--- Start of Source ---

# Seperation and Now Divorce



## PhilL (Aug 25, 2010)

hi, thanks for reading. I have been with my wife for 3.5 years and have a 2.5 year old daughter. I have always gone out drinking since we met and had no will power to say no and no will power to come home so stayed out all night. We had issues in our relationship with living with family and I had a one night stand with someone. She was furious but we moved on. She then found out I had been going to strip clubs at the end of the night with my colleagues and wanted to move out of our house. She moved out 2 weeks ago amicably wanting me to change for the better and reconquest her. I now stopped the partying and gave up drink but she says its too late. While she has been away in her new house she thought about all of the bad things and I kept calling and calling her and not giving her time to heal. This all came to a peak last night when I had her sister, my parents and her Dad all involved and now she refuses to speak to me and wants to move on with a divorce.

It was only last weekend she texted me saying she "loves me so much" but needed time and the weekend before that she said to me she wanted to work things out but needed time and im extremely confused. Do women say this but not mean it? Should I not have held onto her every word? I want to call her all the time, im still living in our rented house which is so difficult (im now looking to move out but want to move closer to her new house) and cannot even focus on a new job so had to take time off. Her Dad before yesterday still gave us hope if I went very very slowly and didn't pressure her but I feel I have lost everything now. I'm not sure the best way to handle this as we are not even on speaking terms now which means its impossible to be around her and remind her of why we fell in love.


----------

--- End of Source ---

→ Requests:
**a.** Reproduce the separation post from "It was only" up to and including "fell in love.".
**b.** In the separation post, how long ago did the wife move out of the house?

--- Start of Information supplied ---

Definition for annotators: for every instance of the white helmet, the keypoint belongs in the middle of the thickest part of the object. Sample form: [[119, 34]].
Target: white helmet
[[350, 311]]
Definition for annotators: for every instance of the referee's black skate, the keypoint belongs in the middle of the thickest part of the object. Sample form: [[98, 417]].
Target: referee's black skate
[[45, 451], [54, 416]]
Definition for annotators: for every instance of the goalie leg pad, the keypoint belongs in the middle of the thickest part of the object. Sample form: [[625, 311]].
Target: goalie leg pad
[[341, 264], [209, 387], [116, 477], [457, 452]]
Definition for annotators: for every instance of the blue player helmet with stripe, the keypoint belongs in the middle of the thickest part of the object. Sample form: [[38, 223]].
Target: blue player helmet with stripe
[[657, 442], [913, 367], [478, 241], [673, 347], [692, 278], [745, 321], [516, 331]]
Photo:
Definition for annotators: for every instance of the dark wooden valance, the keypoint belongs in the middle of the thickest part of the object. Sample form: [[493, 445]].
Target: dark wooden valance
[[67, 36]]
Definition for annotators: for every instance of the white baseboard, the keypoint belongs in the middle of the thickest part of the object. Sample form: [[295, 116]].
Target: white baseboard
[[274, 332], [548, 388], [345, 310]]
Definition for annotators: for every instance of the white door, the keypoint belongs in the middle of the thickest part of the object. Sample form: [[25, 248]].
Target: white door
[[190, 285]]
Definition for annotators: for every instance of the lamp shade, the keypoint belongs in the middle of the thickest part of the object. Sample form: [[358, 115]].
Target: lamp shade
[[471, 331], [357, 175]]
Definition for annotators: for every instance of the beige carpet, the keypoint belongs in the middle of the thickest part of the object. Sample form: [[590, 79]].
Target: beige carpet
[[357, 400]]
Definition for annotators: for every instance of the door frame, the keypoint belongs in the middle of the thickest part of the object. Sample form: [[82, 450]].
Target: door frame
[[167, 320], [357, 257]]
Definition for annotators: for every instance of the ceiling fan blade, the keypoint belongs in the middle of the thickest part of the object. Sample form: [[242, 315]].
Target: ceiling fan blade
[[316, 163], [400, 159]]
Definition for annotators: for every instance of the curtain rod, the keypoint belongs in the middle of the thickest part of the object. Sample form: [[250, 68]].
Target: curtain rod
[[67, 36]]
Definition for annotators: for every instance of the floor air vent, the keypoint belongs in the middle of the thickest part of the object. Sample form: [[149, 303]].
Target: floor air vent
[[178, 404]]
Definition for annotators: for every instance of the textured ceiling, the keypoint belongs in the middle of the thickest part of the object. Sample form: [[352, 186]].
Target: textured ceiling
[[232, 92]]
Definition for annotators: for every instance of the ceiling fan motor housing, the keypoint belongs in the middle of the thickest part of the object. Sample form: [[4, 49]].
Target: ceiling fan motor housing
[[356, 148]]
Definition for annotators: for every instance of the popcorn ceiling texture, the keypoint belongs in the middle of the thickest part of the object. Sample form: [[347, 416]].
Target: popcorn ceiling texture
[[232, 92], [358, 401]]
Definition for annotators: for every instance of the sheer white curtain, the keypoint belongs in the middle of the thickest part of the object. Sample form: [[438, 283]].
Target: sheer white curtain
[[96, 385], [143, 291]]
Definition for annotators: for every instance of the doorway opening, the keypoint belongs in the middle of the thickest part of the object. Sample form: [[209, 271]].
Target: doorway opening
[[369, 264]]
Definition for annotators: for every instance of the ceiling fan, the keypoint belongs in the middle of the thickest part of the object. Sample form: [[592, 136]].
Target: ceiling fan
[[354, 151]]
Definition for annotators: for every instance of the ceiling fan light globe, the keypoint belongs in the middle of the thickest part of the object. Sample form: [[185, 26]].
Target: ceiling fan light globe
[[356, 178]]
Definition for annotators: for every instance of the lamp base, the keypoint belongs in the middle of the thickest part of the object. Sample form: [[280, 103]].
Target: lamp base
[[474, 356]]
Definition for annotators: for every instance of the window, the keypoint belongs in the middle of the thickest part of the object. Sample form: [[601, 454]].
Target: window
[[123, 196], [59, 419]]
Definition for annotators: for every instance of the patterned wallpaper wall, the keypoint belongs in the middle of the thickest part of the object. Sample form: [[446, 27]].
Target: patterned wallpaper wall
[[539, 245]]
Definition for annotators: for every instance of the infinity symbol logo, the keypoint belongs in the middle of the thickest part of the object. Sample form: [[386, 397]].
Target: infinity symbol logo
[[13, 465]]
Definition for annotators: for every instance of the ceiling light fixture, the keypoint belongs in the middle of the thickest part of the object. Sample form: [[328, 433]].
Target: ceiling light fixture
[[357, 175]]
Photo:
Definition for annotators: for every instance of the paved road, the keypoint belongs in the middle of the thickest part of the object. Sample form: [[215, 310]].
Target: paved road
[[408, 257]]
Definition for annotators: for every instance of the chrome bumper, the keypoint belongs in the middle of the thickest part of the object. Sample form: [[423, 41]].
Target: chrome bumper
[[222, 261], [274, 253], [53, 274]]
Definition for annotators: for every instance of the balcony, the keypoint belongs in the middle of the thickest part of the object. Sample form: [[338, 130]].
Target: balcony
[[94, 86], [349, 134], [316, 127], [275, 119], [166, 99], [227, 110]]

--- End of Information supplied ---

→ Written answers:
**a.**
It was only last weekend she texted me saying she "loves me so much" but needed time and the weekend before that she said to me she wanted to work things out but needed time and im extremely confused. Do women say this but not mean it? Should I not have held onto her every word? I want to call her all the time, im still living in our rented house which is so difficult (im now looking to move out but want to move closer to her new house) and cannot even focus on a new job so had to take time off. Her Dad before yesterday still gave us hope if I went very very slowly and didn't pressure her but I feel I have lost everything now. I'm not sure the best way to handle this as we are not even on speaking terms now which means its impossible to be around her and remind her of why we fell in love.

**b.** She moved out two weeks ago.